Historical aspect and earlu view of the courts

It is widely accepted that Lord Thurlow in Russel v. Russel had first laid down the doctrine of an equitable mortgage by the deposit of title deeds.  Before this decision, a party with whom deeds were deposited was only entitled to hold the title deeds so as to enforce payment by embarrassing the debtor but did not allow for any charge upon the estate. This was in a way the contention of the opposing party. The facts of the case are as such, A pledges his leasehold property with B. A afterwards becomes bankrupt. As a result, B files for the sale of the pledged estate but this is opposed, contending that there cannot be any charge on the property without any writing. This being brought before the Court, the jury finds that the property has been deposited as security and on consideration of equity, the Lordships ordered for the sale of the estate and for B to be paid his money. This, hence, laid the foundation for a mortgage by deposit of title deeds.

This was further dealt with in Featherstone v. Fenwick and Hartford v. Carpenter. Lord Thurlow held that this kind of mortgage allows to put into effect the lien i.e., allowing the security deposited to be effectuated. It is of the opinion that the courts did nothing but stretch the concept of mortgage further in order to meet the commercial necessities of the time and solidify the intention of the mortgagor and mortgagee. Soon, this concept became an accepted and integral part of mortgages with refinements made from time to time. As it was seen in Shaw v. Foster, Lord Cairns while stating the creation of charge due to equity, also stresses on the importance of an accompanied (if any) written document in order to ascertain the nature of the charge.

Extracts from a box-labeled dataset:

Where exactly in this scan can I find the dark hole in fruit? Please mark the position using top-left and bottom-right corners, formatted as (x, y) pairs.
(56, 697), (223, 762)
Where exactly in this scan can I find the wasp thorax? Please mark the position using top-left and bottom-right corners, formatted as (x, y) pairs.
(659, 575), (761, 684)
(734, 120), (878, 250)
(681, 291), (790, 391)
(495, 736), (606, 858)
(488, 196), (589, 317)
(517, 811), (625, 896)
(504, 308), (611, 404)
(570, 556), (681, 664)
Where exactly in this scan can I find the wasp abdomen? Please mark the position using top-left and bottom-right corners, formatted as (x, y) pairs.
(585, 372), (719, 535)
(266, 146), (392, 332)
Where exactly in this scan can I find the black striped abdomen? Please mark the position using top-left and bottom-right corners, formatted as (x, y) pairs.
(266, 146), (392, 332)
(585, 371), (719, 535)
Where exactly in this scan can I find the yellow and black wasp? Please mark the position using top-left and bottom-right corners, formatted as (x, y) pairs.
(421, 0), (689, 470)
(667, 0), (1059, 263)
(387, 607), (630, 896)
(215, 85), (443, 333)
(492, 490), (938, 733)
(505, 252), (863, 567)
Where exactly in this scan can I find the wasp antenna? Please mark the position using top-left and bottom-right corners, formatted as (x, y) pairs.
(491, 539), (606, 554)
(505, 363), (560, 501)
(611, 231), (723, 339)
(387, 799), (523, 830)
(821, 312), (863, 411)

## Problem statement
Print the passage on equitable mortgages word for word, starting at "This was further" and ending at "of the charge.".

## Complete output
This was further dealt with in Featherstone v. Fenwick and Hartford v. Carpenter. Lord Thurlow held that this kind of mortgage allows to put into effect the lien i.e., allowing the security deposited to be effectuated. It is of the opinion that the courts did nothing but stretch the concept of mortgage further in order to meet the commercial necessities of the time and solidify the intention of the mortgagor and mortgagee. Soon, this concept became an accepted and integral part of mortgages with refinements made from time to time. As it was seen in Shaw v. Foster, Lord Cairns while stating the creation of charge due to equity, also stresses on the importance of an accompanied (if any) written document in order to ascertain the nature of the charge.